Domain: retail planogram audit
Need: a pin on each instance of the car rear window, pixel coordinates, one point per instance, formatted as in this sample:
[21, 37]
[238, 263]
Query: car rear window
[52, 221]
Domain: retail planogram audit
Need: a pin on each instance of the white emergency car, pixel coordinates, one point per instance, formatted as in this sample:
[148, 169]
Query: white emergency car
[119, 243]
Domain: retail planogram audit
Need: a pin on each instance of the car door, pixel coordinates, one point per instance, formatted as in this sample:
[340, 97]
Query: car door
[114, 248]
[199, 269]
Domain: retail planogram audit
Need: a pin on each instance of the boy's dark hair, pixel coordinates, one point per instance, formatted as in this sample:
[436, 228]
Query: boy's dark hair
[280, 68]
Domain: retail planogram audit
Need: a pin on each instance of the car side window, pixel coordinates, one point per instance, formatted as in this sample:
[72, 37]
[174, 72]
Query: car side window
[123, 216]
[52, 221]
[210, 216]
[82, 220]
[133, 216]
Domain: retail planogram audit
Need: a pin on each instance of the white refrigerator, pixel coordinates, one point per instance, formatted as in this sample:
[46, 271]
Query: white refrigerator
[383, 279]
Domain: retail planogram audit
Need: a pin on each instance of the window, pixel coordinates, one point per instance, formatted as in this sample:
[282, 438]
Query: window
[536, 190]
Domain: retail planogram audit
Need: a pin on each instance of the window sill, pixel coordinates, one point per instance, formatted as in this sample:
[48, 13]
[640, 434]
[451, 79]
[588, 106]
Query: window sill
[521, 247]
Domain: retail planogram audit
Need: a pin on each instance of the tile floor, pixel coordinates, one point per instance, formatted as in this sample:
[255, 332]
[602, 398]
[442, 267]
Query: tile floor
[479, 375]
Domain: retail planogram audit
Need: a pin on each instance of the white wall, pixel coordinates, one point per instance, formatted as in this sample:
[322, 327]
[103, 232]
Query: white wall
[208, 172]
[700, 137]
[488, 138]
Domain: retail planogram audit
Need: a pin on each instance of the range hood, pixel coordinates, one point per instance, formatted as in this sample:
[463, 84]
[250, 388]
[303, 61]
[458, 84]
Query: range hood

WHAT TO DO =>
Wherever the string "hood" appears in the entries above, return the line it appears on.

EXERCISE RESULT =>
Need: a pin on each instance of the range hood, pixel coordinates, one point per instance, formatted as in this sample:
Query: range hood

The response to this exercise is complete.